### Data for processing ###

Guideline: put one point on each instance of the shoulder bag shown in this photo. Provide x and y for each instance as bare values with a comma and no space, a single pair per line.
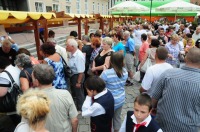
147,64
66,68
9,101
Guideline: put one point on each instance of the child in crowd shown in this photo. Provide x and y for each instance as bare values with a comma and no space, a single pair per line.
140,120
99,105
189,45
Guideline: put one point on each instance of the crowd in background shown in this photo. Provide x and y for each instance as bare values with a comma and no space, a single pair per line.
101,65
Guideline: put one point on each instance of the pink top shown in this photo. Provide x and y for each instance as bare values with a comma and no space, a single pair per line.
143,50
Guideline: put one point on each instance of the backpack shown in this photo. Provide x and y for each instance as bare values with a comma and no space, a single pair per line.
8,102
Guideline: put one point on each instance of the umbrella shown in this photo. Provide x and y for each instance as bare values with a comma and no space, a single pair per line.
128,6
179,6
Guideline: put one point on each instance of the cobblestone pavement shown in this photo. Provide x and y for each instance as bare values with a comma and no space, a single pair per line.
131,93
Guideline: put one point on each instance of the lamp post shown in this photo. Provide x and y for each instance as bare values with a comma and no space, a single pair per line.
150,10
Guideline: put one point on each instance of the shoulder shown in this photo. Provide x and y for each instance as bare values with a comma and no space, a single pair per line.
154,125
22,127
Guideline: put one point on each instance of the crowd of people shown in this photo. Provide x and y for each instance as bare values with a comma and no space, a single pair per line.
167,57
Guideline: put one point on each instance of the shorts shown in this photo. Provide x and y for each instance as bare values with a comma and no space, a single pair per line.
129,62
117,118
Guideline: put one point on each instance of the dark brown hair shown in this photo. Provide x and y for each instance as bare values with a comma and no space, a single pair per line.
99,84
144,99
48,48
96,42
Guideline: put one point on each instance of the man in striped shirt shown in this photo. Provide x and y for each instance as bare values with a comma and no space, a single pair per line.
177,96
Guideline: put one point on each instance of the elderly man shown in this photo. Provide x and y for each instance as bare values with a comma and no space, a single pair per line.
77,64
153,73
176,96
63,113
129,58
196,34
7,51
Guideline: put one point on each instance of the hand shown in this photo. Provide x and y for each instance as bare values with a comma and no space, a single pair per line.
170,55
90,92
93,69
78,85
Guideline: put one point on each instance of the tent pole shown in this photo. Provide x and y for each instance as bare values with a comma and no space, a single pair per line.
150,10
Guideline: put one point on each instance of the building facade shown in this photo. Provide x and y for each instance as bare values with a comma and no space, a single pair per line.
69,6
197,2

###

How to complete this task :: The line containing "Guideline: put one point on each instance of the tent" marks the start. Reproduce it and all lines after it through the end of the listing, exactly and alone.

Exercise result ::
Guideline: put one point on each instance of the tent pole shown in this photo. Provide x and y for each instance as bare values with a comma and no space, a single pair per line.
150,10
Guideline: put one point on each instance of the building facade shown in this photo. Provide x and y for each instance as bare values with a comma and no space, a single pair per line.
69,6
197,2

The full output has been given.